Input material:

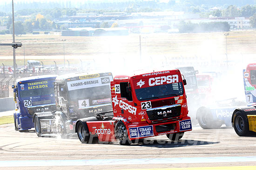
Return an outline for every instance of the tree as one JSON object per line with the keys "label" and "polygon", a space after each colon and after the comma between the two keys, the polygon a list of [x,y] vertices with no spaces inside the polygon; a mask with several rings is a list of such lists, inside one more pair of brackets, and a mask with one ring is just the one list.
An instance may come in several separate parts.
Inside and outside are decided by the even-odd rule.
{"label": "tree", "polygon": [[[13,33],[13,25],[10,27],[10,33]],[[14,23],[14,32],[16,35],[25,34],[24,28],[22,23],[20,21],[15,22]]]}
{"label": "tree", "polygon": [[240,16],[240,12],[237,8],[234,6],[229,6],[224,11],[224,16],[228,17],[237,17]]}
{"label": "tree", "polygon": [[24,31],[26,32],[32,32],[32,22],[30,21],[27,20],[23,23]]}
{"label": "tree", "polygon": [[241,15],[242,17],[250,17],[255,13],[255,8],[249,5],[246,5],[241,8]]}

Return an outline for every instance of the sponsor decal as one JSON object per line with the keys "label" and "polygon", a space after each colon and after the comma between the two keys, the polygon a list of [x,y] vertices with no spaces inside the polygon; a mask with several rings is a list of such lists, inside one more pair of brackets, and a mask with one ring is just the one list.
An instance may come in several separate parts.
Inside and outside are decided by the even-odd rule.
{"label": "sponsor decal", "polygon": [[38,114],[37,115],[37,117],[40,117],[48,116],[52,116],[52,115],[53,115],[53,114],[49,113],[48,113]]}
{"label": "sponsor decal", "polygon": [[144,84],[145,84],[145,82],[142,81],[141,79],[140,80],[140,82],[137,83],[137,86],[140,86],[140,88],[141,88],[141,86]]}
{"label": "sponsor decal", "polygon": [[70,118],[71,119],[77,119],[77,116],[70,117],[69,117],[69,118]]}
{"label": "sponsor decal", "polygon": [[144,116],[147,113],[147,112],[145,110],[142,110],[139,113],[139,115],[141,115],[141,116]]}
{"label": "sponsor decal", "polygon": [[128,79],[129,77],[115,77],[114,80],[121,80],[123,79]]}
{"label": "sponsor decal", "polygon": [[216,110],[216,115],[218,118],[222,118],[222,117],[232,117],[233,114],[233,111],[229,112],[228,110],[226,110],[223,111],[221,110],[219,112],[218,112],[218,110]]}
{"label": "sponsor decal", "polygon": [[109,83],[110,81],[109,81],[109,77],[102,77],[101,78],[101,83],[106,84]]}
{"label": "sponsor decal", "polygon": [[111,101],[111,98],[106,98],[106,99],[102,99],[95,100],[94,101],[93,101],[93,104],[106,103]]}
{"label": "sponsor decal", "polygon": [[100,75],[99,74],[95,74],[94,75],[85,75],[85,76],[80,76],[79,79],[80,80],[87,79],[91,78],[99,77],[99,76],[100,76]]}
{"label": "sponsor decal", "polygon": [[180,131],[192,129],[191,121],[190,119],[180,121]]}
{"label": "sponsor decal", "polygon": [[24,84],[20,84],[20,90],[24,90],[25,89]]}
{"label": "sponsor decal", "polygon": [[136,115],[137,108],[132,106],[132,105],[130,105],[123,101],[117,99],[117,95],[116,95],[115,97],[113,98],[112,102],[115,104],[114,107],[115,107],[115,106],[119,104],[119,107],[121,108],[122,108],[125,111],[128,110],[129,113],[134,115]]}
{"label": "sponsor decal", "polygon": [[244,112],[249,112],[249,111],[253,111],[255,110],[256,110],[256,108],[249,108],[248,109],[244,109]]}
{"label": "sponsor decal", "polygon": [[179,78],[177,75],[152,77],[148,79],[149,86],[163,84],[164,82],[169,84],[178,82],[179,82]]}
{"label": "sponsor decal", "polygon": [[187,105],[187,104],[184,104],[183,105],[182,105],[182,107],[184,108],[187,108],[188,107],[188,105]]}
{"label": "sponsor decal", "polygon": [[[24,86],[24,84],[23,84]],[[27,83],[27,89],[31,90],[36,88],[48,88],[48,82],[29,82]]]}
{"label": "sponsor decal", "polygon": [[153,126],[129,128],[131,138],[154,136]]}
{"label": "sponsor decal", "polygon": [[243,78],[249,78],[249,71],[245,71],[243,73]]}
{"label": "sponsor decal", "polygon": [[98,113],[98,112],[102,112],[102,108],[99,108],[99,109],[98,109],[89,110],[89,113]]}
{"label": "sponsor decal", "polygon": [[106,126],[104,126],[104,124],[103,123],[101,124],[101,126],[100,127],[100,129],[95,129],[94,130],[95,133],[97,134],[97,135],[99,135],[100,134],[110,134],[111,132],[111,131],[110,130],[110,129],[105,128]]}
{"label": "sponsor decal", "polygon": [[255,88],[253,86],[245,86],[245,90],[246,90],[246,92],[249,92],[255,90]]}

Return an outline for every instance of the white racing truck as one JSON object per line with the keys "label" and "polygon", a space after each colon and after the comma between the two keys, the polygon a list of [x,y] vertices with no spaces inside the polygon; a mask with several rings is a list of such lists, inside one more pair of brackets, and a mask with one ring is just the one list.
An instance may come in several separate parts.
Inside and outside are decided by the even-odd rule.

What is needed: Extract every line of the records above verbatim, leaving out the pictures.

Reply to the task:
Return an outline for every instance of the tree as one JSON object per line with the keys "label" and "polygon", a space after each colon and after the comma between the two keys, the polygon a list of [x,y] vertices with no spaces inside the polygon; a mask with several rings is a list of such lists, inside one more pair of brackets, and a mask with one ring is just the one list.
An instance may come in several separate parts.
Inside and outside are decided by the even-odd rule.
{"label": "tree", "polygon": [[[13,33],[13,25],[10,27],[10,33]],[[14,23],[14,32],[16,35],[25,34],[24,28],[22,23],[20,21],[15,22]]]}
{"label": "tree", "polygon": [[240,16],[240,12],[237,8],[234,6],[229,6],[224,11],[224,16],[228,17],[237,17]]}
{"label": "tree", "polygon": [[24,31],[26,32],[32,32],[32,22],[30,21],[27,20],[23,23]]}
{"label": "tree", "polygon": [[241,15],[242,17],[250,17],[255,13],[255,8],[249,5],[246,5],[241,8]]}

Return an outline for every instance of the sponsor decal as one JSON object per line with the keys "label" and "polygon", a space after each colon and after the comma between the two keys, the polygon a list of [x,y] vertices with no spaces inside the polygon; a mask with several rings is a list of such lists, inside one more pair of brackets, and a mask with one ring is just the one list.
An instance may come in several separate parts.
Inside and outside are decided by the even-odd rule.
{"label": "sponsor decal", "polygon": [[38,114],[37,115],[37,117],[40,117],[48,116],[52,116],[52,115],[53,115],[53,114],[49,113],[48,113]]}
{"label": "sponsor decal", "polygon": [[144,84],[145,84],[145,82],[142,81],[141,79],[140,80],[140,82],[137,83],[137,86],[140,86],[140,88],[141,88],[141,86]]}
{"label": "sponsor decal", "polygon": [[70,118],[71,119],[77,119],[77,116],[70,117],[69,117],[69,118]]}
{"label": "sponsor decal", "polygon": [[144,116],[147,113],[147,112],[145,110],[142,110],[139,113],[139,115],[141,115],[141,116]]}
{"label": "sponsor decal", "polygon": [[128,79],[129,77],[115,77],[114,80],[121,80],[123,79]]}
{"label": "sponsor decal", "polygon": [[216,110],[216,115],[218,118],[222,118],[222,117],[232,117],[233,114],[233,111],[229,112],[228,110],[226,110],[223,111],[221,110],[219,112],[218,112],[218,110]]}
{"label": "sponsor decal", "polygon": [[109,83],[110,81],[109,81],[109,77],[102,77],[101,78],[101,83],[106,84]]}
{"label": "sponsor decal", "polygon": [[111,101],[111,98],[106,98],[106,99],[102,99],[95,100],[94,101],[93,101],[93,104],[106,103]]}
{"label": "sponsor decal", "polygon": [[100,75],[99,74],[95,74],[94,75],[85,75],[85,76],[80,76],[79,79],[80,80],[87,79],[91,78],[99,77],[99,76],[100,76]]}
{"label": "sponsor decal", "polygon": [[180,131],[192,129],[191,121],[190,119],[180,121]]}
{"label": "sponsor decal", "polygon": [[24,84],[20,84],[20,90],[24,90],[25,89]]}
{"label": "sponsor decal", "polygon": [[136,115],[137,108],[132,106],[132,105],[130,105],[123,101],[117,99],[117,95],[116,95],[115,97],[113,98],[112,102],[115,104],[114,107],[115,107],[115,106],[119,104],[119,107],[121,108],[122,108],[125,111],[128,110],[129,113],[134,115]]}
{"label": "sponsor decal", "polygon": [[244,112],[249,112],[249,111],[253,111],[255,110],[256,110],[256,108],[249,108],[248,109],[244,109]]}
{"label": "sponsor decal", "polygon": [[179,78],[177,75],[152,77],[148,79],[149,86],[163,84],[164,82],[169,84],[178,82],[179,82]]}
{"label": "sponsor decal", "polygon": [[187,105],[187,104],[184,104],[183,105],[182,105],[182,107],[184,108],[187,108],[188,107],[188,105]]}
{"label": "sponsor decal", "polygon": [[[24,86],[24,84],[23,84]],[[27,83],[27,89],[31,90],[36,88],[48,88],[48,82],[29,82]]]}
{"label": "sponsor decal", "polygon": [[153,126],[129,128],[131,138],[154,136]]}
{"label": "sponsor decal", "polygon": [[243,78],[249,78],[249,71],[245,71],[243,73]]}
{"label": "sponsor decal", "polygon": [[98,113],[98,112],[102,112],[102,108],[99,108],[99,109],[98,109],[89,110],[89,113]]}
{"label": "sponsor decal", "polygon": [[106,126],[104,126],[104,124],[103,123],[101,124],[101,126],[100,127],[100,129],[95,129],[94,130],[95,133],[97,134],[97,135],[99,135],[100,134],[110,134],[111,132],[111,131],[110,130],[110,129],[105,128]]}
{"label": "sponsor decal", "polygon": [[255,88],[253,86],[245,86],[245,90],[246,90],[246,92],[249,92],[255,90]]}

Return an outline for every instance of the white racing truck as one JSON object per line with the keys "label" and "polygon", a space after each colon and after the comma between the two keys, the polygon a list of [x,y] vertices with no spaces inside the polygon; a mask with several rings is a list of such lists, inside one more pair of brackets, and a mask with one ring is just the one list.
An instance may come in several separate parts.
Inside and outside are decided by the even-odd rule.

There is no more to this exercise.